TO DO: An exact copy of the lines from the one containing "Spot the blurred" to the end of the records below is required, and nothing else.

TASK INPUTS:
┏━━

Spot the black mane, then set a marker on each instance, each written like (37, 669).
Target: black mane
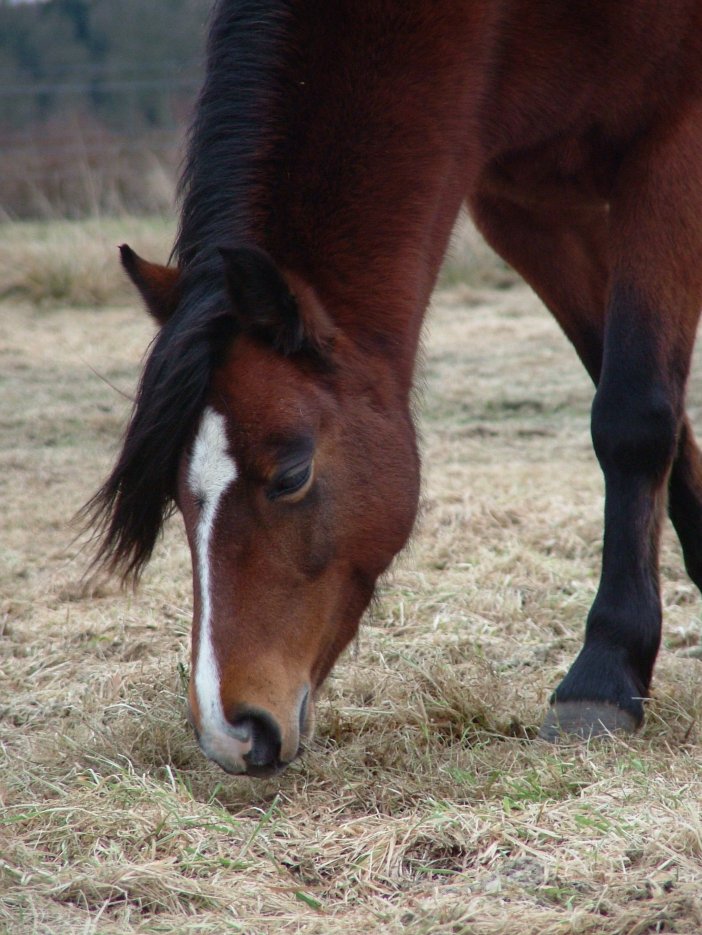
(220, 188)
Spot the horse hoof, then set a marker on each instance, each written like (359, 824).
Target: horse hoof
(585, 719)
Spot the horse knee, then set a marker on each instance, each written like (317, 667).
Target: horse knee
(634, 428)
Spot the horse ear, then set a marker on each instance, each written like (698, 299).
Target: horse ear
(159, 285)
(261, 300)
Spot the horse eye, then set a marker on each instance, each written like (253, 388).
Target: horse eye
(290, 482)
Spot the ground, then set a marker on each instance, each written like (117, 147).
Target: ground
(422, 806)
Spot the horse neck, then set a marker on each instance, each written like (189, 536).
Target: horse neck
(371, 167)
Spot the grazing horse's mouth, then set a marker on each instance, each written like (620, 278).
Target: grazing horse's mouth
(251, 742)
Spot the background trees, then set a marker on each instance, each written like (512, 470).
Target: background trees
(93, 98)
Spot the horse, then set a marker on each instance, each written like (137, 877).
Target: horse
(331, 150)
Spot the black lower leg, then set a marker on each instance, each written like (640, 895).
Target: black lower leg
(634, 426)
(685, 501)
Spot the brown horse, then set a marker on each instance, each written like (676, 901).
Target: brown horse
(332, 147)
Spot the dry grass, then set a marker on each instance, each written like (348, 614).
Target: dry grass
(73, 263)
(420, 807)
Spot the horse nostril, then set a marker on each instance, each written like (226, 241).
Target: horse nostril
(265, 738)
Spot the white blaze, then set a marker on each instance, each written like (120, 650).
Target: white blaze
(212, 470)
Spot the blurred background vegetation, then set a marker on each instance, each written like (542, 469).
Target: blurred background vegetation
(94, 98)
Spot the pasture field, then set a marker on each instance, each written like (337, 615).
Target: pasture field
(422, 805)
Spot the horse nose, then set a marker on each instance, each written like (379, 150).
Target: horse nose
(264, 733)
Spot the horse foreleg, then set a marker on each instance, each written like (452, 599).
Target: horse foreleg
(639, 361)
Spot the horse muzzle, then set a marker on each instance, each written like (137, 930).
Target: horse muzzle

┗━━

EXERCISE OUTPUT:
Spot the blurred background vegetation, then set a marker on each instance, each written like (542, 469).
Target: blurred background vegetation
(94, 98)
Spot the pasture field, then set a marker on each instance, each written like (337, 615).
Target: pasture field
(422, 805)
Spot the horse nose, then set a marker on each instance, each written like (379, 150).
Target: horse nose
(264, 733)
Spot the horse foreleg, then set a marker on each instance, each written like (452, 599).
Target: horse foreleg
(639, 361)
Spot the horse muzzle, then set a marker on each instance, each written like (137, 930).
Target: horse muzzle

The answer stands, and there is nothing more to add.